* Pointing and labeling entries *
****************************************

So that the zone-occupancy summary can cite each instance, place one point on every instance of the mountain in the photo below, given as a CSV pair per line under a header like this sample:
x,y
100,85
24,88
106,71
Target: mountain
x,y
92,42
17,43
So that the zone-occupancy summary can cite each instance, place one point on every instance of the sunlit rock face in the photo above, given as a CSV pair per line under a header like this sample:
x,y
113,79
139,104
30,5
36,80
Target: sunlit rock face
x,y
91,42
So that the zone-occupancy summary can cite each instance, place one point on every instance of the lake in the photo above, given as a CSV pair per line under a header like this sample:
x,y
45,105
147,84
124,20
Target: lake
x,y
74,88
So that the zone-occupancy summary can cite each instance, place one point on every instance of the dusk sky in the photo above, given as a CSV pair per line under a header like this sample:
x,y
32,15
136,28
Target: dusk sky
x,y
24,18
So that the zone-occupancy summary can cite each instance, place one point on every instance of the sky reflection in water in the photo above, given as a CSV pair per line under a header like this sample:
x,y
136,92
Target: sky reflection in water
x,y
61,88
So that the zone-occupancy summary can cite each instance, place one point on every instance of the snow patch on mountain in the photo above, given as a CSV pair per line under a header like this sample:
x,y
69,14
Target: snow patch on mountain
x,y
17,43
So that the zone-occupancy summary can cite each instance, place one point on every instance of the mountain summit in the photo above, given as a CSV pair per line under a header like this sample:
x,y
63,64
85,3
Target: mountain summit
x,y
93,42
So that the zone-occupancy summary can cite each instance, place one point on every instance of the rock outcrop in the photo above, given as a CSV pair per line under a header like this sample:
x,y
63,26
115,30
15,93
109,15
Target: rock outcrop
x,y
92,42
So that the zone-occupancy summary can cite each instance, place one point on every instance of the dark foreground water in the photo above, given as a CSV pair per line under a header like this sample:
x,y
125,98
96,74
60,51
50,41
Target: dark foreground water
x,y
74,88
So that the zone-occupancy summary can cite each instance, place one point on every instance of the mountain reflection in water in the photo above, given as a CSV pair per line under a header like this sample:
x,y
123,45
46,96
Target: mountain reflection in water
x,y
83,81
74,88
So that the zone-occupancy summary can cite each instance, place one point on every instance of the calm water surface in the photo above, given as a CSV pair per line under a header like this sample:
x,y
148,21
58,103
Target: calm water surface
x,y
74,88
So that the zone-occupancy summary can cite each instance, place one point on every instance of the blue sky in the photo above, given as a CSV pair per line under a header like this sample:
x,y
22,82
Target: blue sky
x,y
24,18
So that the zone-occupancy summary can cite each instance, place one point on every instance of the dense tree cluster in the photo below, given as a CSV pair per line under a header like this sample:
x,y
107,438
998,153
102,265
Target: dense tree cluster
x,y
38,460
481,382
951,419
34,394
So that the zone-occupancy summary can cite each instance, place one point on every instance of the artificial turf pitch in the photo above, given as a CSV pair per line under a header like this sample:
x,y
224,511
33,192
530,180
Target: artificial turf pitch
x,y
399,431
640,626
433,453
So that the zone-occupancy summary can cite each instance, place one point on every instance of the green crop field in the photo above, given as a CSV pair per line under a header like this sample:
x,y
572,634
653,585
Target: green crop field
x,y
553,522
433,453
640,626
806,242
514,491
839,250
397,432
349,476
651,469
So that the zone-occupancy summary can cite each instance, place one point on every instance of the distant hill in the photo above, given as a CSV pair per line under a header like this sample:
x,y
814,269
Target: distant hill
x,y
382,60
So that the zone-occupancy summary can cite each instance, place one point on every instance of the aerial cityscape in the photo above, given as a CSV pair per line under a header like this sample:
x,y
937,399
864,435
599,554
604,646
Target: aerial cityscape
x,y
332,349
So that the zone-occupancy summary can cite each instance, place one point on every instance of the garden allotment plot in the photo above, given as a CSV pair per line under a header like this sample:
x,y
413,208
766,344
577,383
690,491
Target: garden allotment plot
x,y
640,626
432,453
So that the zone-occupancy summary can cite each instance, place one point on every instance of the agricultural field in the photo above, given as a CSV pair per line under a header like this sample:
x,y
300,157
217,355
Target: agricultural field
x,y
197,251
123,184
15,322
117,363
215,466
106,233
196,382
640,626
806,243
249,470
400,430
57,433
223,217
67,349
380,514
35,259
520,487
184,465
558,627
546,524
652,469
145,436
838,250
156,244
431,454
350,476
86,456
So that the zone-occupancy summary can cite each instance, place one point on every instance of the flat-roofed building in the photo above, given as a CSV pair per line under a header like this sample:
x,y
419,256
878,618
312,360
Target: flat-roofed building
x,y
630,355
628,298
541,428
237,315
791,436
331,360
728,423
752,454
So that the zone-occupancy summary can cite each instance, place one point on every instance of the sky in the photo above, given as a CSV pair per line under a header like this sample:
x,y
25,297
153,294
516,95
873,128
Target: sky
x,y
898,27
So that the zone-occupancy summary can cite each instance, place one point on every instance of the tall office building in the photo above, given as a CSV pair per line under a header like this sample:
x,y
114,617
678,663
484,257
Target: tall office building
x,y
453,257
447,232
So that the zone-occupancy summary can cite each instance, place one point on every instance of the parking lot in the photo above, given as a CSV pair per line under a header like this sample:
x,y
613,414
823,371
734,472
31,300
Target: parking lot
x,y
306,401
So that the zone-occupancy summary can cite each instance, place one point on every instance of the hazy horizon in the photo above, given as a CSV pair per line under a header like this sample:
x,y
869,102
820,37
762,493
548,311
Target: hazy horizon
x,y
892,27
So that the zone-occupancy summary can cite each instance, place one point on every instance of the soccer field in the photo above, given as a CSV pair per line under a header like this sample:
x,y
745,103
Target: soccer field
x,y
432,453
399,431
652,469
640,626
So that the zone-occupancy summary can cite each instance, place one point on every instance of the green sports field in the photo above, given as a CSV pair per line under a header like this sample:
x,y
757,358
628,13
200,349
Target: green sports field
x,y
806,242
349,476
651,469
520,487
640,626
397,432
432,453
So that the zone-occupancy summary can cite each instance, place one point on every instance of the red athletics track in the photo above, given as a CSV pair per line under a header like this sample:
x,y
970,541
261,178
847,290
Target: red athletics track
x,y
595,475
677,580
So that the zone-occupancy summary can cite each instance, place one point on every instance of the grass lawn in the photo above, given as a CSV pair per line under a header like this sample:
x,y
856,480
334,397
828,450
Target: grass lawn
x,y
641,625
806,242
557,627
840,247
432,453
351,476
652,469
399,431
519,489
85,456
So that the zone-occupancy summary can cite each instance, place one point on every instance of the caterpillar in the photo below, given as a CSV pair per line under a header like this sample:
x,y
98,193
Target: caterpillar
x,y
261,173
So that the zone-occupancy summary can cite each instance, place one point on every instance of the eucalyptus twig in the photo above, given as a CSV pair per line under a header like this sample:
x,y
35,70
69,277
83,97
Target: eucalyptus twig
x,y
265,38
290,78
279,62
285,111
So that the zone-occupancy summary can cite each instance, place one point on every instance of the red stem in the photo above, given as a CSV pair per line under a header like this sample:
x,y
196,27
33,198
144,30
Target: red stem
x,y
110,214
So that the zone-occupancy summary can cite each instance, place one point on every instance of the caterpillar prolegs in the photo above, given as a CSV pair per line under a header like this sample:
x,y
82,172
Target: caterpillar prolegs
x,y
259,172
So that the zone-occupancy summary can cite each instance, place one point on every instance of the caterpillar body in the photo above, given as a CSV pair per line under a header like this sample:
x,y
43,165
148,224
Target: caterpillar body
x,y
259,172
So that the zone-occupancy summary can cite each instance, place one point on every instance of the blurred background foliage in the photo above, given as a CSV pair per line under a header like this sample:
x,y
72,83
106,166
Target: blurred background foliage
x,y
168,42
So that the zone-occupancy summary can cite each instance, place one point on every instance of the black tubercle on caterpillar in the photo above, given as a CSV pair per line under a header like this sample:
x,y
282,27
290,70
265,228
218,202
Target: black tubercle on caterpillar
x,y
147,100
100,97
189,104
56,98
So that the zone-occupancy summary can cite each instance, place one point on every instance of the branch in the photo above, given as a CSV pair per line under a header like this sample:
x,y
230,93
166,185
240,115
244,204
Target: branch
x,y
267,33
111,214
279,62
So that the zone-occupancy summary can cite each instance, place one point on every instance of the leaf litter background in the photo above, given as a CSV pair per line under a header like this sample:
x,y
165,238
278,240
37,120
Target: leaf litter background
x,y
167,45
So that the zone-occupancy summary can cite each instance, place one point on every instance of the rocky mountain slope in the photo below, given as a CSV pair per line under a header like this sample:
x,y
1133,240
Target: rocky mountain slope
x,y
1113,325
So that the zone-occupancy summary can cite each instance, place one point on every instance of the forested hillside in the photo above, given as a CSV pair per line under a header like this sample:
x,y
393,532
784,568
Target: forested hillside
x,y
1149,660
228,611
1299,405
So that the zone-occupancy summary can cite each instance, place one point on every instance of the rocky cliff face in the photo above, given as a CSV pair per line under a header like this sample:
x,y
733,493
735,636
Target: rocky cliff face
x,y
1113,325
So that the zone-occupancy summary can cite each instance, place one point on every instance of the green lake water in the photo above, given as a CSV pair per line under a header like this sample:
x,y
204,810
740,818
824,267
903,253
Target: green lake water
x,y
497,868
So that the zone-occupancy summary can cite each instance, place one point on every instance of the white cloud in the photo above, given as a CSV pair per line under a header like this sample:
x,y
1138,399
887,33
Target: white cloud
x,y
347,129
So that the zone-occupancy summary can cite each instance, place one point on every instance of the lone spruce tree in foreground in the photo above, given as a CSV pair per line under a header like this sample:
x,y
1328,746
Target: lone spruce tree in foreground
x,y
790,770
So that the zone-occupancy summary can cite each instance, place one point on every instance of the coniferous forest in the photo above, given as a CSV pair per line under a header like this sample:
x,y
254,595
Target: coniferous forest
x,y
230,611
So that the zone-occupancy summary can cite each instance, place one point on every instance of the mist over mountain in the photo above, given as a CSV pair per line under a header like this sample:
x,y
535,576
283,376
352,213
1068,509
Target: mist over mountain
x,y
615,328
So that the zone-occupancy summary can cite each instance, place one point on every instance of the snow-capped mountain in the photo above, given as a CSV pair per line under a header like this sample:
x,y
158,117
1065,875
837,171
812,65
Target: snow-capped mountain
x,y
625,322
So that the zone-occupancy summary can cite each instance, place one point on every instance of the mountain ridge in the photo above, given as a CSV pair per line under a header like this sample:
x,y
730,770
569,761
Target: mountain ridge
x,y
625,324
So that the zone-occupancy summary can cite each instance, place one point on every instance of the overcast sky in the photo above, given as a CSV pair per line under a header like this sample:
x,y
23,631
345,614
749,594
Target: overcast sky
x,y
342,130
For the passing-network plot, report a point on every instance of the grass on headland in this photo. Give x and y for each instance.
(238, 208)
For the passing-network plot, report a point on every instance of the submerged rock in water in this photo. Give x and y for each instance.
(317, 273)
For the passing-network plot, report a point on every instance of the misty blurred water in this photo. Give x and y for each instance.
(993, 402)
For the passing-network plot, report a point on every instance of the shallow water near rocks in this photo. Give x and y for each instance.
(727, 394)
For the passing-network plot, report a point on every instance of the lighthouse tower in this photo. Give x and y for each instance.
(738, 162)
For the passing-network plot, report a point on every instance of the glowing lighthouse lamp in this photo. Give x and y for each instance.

****************************************

* What you are asked to do *
Reproduce everything from the line containing "of the shallow" down to the end of the entries, renaming "passing-network plot" as "coverage map" and keeping all else unchanged.

* Answer to the exercise *
For the coverage map, report a point on every instance of the shallow water near rocks in this photo. Give x and y for each instance.
(727, 394)
For the coverage map, report a point on every instance of the lighthouse tower in this photo. Give x and y for each instance.
(738, 162)
For the coverage map, report a point on every instance of the glowing lighthouse lamp in this photo. Give x and y for each instance.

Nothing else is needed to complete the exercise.